● **What to do**: In the items below, copy out everything from the line with "Mark each instance of the dirt" to the line with "x=248 y=1028", changing "dirt road" to "gravel road" and leaving the rest as is.

#####

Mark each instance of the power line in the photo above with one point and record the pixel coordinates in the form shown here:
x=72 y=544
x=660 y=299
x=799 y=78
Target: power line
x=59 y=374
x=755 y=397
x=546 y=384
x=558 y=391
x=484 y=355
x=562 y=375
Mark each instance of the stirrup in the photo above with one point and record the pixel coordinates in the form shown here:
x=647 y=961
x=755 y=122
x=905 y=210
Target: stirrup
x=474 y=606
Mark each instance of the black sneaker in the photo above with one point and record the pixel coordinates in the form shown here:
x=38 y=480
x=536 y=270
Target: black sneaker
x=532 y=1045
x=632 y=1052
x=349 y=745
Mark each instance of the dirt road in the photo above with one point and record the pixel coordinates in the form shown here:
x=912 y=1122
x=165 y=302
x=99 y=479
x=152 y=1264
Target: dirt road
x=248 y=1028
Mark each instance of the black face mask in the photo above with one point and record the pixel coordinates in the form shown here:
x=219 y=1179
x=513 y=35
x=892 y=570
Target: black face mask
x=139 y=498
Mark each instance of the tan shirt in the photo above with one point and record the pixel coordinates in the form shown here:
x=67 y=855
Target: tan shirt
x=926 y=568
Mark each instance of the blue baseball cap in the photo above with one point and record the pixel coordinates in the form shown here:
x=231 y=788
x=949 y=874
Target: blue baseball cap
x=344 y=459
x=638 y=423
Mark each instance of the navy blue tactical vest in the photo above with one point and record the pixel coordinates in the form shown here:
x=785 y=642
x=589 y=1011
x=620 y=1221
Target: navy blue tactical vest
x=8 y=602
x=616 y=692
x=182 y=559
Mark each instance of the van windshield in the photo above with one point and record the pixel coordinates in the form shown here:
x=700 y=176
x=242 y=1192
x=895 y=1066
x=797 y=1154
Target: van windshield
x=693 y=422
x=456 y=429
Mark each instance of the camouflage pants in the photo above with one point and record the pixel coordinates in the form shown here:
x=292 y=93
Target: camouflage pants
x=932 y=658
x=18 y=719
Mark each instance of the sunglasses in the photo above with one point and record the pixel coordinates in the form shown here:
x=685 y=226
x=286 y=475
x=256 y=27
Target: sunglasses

#####

● **Response to this task**:
Mark each instance of the gravel road in the photo above with one point and record the pixel coordinates in the form shown here:
x=912 y=1122
x=165 y=302
x=99 y=479
x=152 y=1264
Target: gravel road
x=248 y=1028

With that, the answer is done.